◆ **Document extract**
I think he needs to brush up on his history. While the Pashtun who prefer to be called Taliban were in power he conveniently forgot to mention how many people they killed or executed in sports stadiums and the like, mainly women and people who didn't adhere to their twisted philosophy of _Sharia law_. The taliban are all about shoving their beliefs down other peoples necks, no matter what the cost and for those who didn't comply, they are systematically murdered or barbarically tortured into submission. We live in the 21st century not the 6Th century. The taliban are nothing but as bunch of phycotic thugs, right up there with the likes of Hitler and Stalin and they have to be eradicated just like the cockroaches they are.

Sorry Sacha, but you need to tell the whole story. There's your version and then there's the hard cold facts.


----------



## BigRudy (22 Aug 2008)

I think it all comes down to opinion of convenience for "_these people_". If we had never gone into Afghanistan, and the Taliban were still treating their people like it was the damn dark ages, "_these people_" would be throwing a massive hissy fit about how we should be there, how can Harper stand by and let this happen, etc etc. Unfortunately for "_these people_", their pretty hypocritical little lives get messed up several times a year, when they see the true cost of Canada standing up for those who can't stand up for themselves: a ramp ceremony on the evening news and a newspaper article the next day.

While I am sure _their _ emotional burden is a heavy one to bear, I doubt it's anywhere close to as heavy as carrying a casket down the runway at KAF(which isn't in the same category as _their _ burden- it's an honour). So, perhaps the onus *should * be on them to remember why we go to places like this in the first place, and why it's important that we continue to do so.

I won't be holding my breath...


----------



## Franko (22 Aug 2008)

milnews.ca said:
			
		

> Trudeau knows the Canadian military firsthand, but not through combat. In the mid-1990s he trained as a reserve officer at Canadian Forces Base Gagetown in New Brunswick and joined the Royal Canadian Hussars in Montreal, one of Canada's oldest army reserve regiments, with the rank of second lieutenant.



IIRC it was 1992 or 1993...

He also knows the consequences of being AWOL as well and being ratted out by his dear old pappa for us to deal with him. (I loved that day of duty)

Mr Trudeau called the School and asked to speak with his son. We tried to find him, seeing as they were all CB'd that weekend he should have been in the shacks...but wasn't. Dear old dad put him on the line....

The DO spoke to him and advised him that was going to be charged with AWOL and to make his way back down pronto, which he did and was promptly charged.

Glad to have met the twit when he went through the Armour School....he made an impression to all that met him then and it still rings true today.

Garbage commander that couldn't make the simplest of decisions nor follow the simplest of orders. I loathed driving him.

Regards


----------



## Sythen (22 Aug 2008)

> Did our forefathers wring their hands and whine "Its not our war" when Hitler went on a rampage? NO!!



Isn't there a picture or something of the elder wearing a nazi helmet driving his motorbike somewhere during the war?


----------



## jollyjacktar (22 Aug 2008)

SKT is right, my thoughts exactly when I read the first post.  Like Father like Son.  I remember the Trudeau era both in the CF and as  a Civillian.     Hope this little bugger does not get in too deep like his old man.


----------



## Proud_Newfoundlander (22 Aug 2008)

yeah, trudeau had a rather low regard for soliders, they were just dolts and idiot and mindless killing machines to him. yeah, during ww2 him an his buddies rode on motorcycles through the quebec countryside in prussian army gear. He was then conscripted and let out due to abd behaviour.

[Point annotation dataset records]
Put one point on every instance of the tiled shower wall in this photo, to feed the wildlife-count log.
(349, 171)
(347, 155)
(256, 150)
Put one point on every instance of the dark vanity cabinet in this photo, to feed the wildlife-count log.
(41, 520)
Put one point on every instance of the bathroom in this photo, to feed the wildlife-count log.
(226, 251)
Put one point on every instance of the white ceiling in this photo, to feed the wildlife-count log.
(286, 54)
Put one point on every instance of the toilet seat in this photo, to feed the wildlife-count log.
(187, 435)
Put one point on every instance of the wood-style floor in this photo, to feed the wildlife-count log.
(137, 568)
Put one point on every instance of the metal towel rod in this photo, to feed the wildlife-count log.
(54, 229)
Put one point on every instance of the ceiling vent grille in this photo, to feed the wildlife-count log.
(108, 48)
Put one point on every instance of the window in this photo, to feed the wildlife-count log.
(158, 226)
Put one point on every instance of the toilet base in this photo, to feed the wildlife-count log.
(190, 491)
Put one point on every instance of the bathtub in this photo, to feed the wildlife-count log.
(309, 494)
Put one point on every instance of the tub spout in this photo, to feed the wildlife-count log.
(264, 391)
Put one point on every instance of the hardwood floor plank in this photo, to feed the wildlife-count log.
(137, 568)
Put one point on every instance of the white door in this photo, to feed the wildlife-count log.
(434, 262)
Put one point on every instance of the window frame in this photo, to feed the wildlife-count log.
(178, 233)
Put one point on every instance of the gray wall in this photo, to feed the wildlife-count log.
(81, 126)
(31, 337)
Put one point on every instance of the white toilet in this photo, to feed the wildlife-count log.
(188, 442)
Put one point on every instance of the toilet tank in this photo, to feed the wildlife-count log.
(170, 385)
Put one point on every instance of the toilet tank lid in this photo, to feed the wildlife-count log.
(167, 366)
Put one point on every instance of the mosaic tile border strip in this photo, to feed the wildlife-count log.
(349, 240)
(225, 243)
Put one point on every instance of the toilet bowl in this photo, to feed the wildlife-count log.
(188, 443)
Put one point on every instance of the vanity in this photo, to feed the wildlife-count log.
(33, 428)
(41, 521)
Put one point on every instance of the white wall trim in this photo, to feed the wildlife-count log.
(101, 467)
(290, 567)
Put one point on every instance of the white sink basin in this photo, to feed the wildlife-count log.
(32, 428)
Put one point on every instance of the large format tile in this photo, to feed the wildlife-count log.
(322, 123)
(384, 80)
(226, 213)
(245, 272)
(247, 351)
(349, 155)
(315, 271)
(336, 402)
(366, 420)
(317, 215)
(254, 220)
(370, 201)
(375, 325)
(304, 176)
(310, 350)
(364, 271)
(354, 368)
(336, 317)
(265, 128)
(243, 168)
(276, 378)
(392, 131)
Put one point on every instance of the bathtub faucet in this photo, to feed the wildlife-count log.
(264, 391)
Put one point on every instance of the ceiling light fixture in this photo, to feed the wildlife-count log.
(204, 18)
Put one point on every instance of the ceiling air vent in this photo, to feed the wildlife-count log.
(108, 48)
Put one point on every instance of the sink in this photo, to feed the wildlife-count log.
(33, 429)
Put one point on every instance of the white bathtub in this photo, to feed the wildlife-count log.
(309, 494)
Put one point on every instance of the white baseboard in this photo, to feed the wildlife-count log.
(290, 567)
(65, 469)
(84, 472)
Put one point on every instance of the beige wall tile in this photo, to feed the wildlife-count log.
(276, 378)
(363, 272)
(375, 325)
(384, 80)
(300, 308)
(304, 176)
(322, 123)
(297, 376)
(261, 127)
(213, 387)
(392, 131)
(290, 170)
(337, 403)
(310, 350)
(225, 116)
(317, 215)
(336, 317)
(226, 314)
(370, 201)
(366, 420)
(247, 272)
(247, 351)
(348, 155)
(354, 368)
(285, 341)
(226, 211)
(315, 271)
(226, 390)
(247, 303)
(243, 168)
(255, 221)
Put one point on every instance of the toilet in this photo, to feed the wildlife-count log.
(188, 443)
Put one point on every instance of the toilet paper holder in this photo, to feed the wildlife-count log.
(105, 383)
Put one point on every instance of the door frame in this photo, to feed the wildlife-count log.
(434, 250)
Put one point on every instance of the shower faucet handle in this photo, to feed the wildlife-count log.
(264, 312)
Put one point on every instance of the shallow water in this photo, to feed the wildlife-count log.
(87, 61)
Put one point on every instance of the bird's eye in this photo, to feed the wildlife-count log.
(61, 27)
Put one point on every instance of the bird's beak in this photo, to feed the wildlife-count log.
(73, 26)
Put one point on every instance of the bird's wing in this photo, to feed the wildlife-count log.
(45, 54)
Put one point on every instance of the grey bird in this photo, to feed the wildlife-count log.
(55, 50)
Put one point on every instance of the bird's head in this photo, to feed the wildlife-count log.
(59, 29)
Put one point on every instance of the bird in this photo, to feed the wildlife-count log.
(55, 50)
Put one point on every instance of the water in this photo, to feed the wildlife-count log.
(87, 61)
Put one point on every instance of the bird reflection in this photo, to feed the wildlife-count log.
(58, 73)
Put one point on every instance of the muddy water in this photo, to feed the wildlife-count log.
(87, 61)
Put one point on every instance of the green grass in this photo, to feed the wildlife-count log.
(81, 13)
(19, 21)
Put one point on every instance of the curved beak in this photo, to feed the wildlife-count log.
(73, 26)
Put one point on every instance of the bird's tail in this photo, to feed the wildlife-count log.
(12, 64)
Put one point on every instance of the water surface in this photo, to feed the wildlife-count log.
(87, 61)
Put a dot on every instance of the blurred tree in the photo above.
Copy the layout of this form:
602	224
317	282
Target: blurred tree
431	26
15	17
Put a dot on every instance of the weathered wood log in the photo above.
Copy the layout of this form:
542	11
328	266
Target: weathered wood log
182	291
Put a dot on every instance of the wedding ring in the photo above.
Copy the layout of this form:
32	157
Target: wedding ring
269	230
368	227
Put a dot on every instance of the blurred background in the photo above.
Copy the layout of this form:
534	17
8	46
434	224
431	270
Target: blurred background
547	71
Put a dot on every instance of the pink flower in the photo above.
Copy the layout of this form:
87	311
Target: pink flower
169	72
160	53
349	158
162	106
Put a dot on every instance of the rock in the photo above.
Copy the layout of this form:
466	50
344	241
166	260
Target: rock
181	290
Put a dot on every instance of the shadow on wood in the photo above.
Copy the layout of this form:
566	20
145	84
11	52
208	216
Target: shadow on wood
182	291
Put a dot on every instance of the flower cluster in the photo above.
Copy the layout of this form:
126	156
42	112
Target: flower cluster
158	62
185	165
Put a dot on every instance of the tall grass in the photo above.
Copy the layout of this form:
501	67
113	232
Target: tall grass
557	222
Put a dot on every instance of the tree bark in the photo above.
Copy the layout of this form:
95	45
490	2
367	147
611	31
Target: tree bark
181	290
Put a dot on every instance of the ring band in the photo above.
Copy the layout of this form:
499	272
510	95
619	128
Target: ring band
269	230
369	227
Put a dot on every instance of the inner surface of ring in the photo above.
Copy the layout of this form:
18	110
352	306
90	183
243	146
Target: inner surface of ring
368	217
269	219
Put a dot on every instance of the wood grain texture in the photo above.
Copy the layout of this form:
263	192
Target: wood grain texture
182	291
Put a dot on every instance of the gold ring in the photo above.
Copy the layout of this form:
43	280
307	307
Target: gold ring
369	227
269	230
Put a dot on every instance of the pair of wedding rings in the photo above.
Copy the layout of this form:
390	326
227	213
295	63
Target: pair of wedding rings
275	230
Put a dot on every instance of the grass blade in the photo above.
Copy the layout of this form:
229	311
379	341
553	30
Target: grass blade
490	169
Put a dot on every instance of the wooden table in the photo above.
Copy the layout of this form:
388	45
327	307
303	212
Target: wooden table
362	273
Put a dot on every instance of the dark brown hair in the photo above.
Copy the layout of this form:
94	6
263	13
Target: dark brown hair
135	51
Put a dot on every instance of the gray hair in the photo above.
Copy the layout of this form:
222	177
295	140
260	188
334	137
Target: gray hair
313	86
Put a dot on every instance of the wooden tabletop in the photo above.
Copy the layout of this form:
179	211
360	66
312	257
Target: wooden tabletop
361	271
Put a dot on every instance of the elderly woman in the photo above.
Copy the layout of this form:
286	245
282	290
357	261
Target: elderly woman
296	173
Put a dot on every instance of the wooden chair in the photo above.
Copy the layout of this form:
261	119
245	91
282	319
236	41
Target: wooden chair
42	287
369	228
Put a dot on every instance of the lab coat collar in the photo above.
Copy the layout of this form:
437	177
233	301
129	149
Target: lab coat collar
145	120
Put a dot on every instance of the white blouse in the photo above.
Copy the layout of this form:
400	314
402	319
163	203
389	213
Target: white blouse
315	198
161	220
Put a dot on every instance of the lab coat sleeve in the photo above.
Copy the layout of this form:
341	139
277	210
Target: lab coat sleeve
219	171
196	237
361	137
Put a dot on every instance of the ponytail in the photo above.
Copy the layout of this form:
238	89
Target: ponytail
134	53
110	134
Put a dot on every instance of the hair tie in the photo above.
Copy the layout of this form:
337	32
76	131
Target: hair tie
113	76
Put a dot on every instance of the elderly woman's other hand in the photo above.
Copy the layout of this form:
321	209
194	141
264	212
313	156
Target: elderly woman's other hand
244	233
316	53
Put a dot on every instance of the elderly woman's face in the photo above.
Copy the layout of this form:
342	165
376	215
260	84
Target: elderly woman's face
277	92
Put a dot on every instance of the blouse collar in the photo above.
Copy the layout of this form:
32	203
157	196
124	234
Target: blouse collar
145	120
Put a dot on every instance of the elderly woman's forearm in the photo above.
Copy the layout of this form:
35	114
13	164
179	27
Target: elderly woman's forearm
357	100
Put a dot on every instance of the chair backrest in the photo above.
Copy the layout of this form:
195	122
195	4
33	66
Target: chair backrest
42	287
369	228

◆ **Stated problem A**
Return the records unchanged, from the line containing "Put a dot on every instance of the elderly woman in" through the end of the records, with both ends included.
◆ **Stated problem B**
Carry the forum thread about Trudeau and Canada's mission in Afghanistan forward from the point where it stops.

◆ **Final answer A**
Put a dot on every instance of the elderly woman in the photo above.
Copy the layout of this form:
286	245
282	290
357	261
Target: elderly woman
296	173
Put a dot on every instance of the wooden chair in the photo above.
Copy the layout of this form:
261	119
245	91
282	319
236	41
Target: wooden chair
42	287
369	228
Put a dot on every instance of the lab coat collar in the photo above.
Copy the layout of this form:
437	177
233	301
129	149
Target: lab coat collar
145	120
Put a dot on every instance of the white blouse in the photo above.
Copy the layout of this form:
400	314
402	319
163	203
389	213
Target: white blouse
315	198
161	220
Put a dot on every instance of the lab coat sleeve in the photo above.
Copy the layout of this form:
341	139
277	210
Target: lab coat sleeve
219	171
196	237
361	137
Put a dot on every instance of the ponytail in the photo above.
Copy the layout of this form:
238	89
Target: ponytail
134	53
110	134
Put a dot on every instance of the hair tie in the photo above.
Copy the layout of this form:
337	32
76	131
Target: hair tie
113	76
Put a dot on every instance of the elderly woman's other hand in the photo above.
Copy the layout of this form:
321	209
194	141
264	212
313	156
Target: elderly woman's other hand
244	233
316	53
Put a dot on every instance of the elderly woman's face in the photo above.
Copy the layout of this form:
342	165
376	215
260	84
Target: elderly woman's face
277	92
Put a dot on every instance of the blouse collar in the photo above.
Copy the layout of this form:
32	203
157	196
124	234
Target: blouse collar
145	120
Put a dot on every instance of the elderly woman's forearm in the photo above.
Copy the layout of this form:
35	114
13	164
179	27
Target: elderly woman's forearm
357	100
Put a dot on every instance of the chair backrest in the photo above.
Copy the layout of this form:
195	122
195	4
33	66
Target: chair backrest
42	287
369	228

◆ **Final answer B**
My dad was in the CF in the 70's and when he was out on the field he says they didnt have e money for blanks, so when they were in war games they would have to yell "bang bang", and he says they were using "old crap from the 50's"


----------



## The Bread Guy (22 Aug 2008)

Recce By Death said:
			
		

> He also knows the consequences of being AWOL as well and being ratted out by his dear old pappa for us to deal with him. (I loved that day of duty)
> 
> Mr Trudeau called the School and asked to speak with his son. We tried to find him, seeing as they were all CB'd that weekend he should have been in the shacks...but wasn't. Dear old dad put him on the line....



Didn't agree with the old man's policies, but I have to give him credit for this one...


----------



## a_majoor (22 Aug 2008)

Like most other members of the chattering class, he recycles any negative observation he hears (and think about it, if you took out the name, how are these comments different from those of the Selnis Council, the Polaris Institute, the NDP, the Toronto Star, etc?).

The two things that make the Selnis council stand apart from the others is they also have "*boots on the ground*", and unlike anyone else on the Left, *they actually propose a solution*. (we may not agree with the solution, but at least there is something substantive there to discuss). So instead of wasting precious bandwidth on the various Oxygen thieves out there, lets focus our considerable talents and energies on looking for and implementing actual solutions to the problems we see and hear about. Here at home we can raise monies for schools and teachers, get on talk radio and tell our stories and let the public know what the "journalists" who "sit in the (Canadian Forces) camp in Kandahar and film the Tim Hortons" don't, or go over there with NGO's (or even found our own. I'm thinking Kandahar province is in dire need of reforestation, for example....)

Trudeau (either one) can be set on "ignore". *We* have work to do......


----------



## The Bread Guy (23 Aug 2008)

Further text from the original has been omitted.